Records =
===============
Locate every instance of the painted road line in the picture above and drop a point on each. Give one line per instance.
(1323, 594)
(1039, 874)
===============
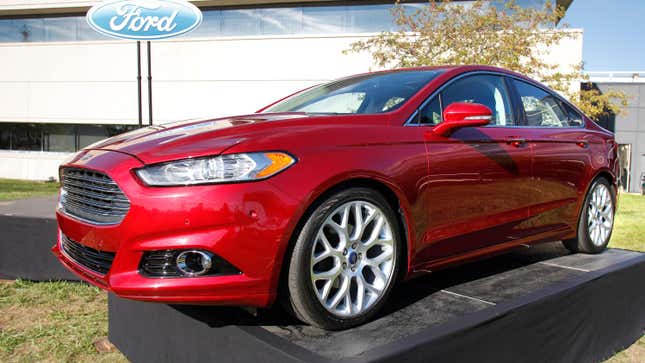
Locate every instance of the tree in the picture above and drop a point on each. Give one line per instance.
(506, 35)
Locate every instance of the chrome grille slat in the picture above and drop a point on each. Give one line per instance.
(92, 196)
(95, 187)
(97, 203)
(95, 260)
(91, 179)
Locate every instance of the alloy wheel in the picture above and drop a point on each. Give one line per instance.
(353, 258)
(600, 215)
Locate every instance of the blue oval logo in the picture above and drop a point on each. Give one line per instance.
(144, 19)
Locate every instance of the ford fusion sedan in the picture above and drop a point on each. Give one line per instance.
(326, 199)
===============
Exercise details = Pick out every line in the material above that contains the word "drop" and copy each one in full.

Reply =
Locate every instance of the painted road line in the picture above and drop a point on each. Give one line per instance.
Locate every instance of the tree in the picture above and drop a point on each. Give one line per instance.
Locate every instance of the chrome grille slat in the picture above and drop a point on each. Give one line per instance.
Locate every instance of the alloy wheel in the picture above and drop a point on each. Give one line per instance.
Locate every instance of the blue oval logo in the picture above and drop a point on each. Give one line per instance.
Locate every instance of the ford fusion sedan in the picture above and drop a point on each. Give one line per instance.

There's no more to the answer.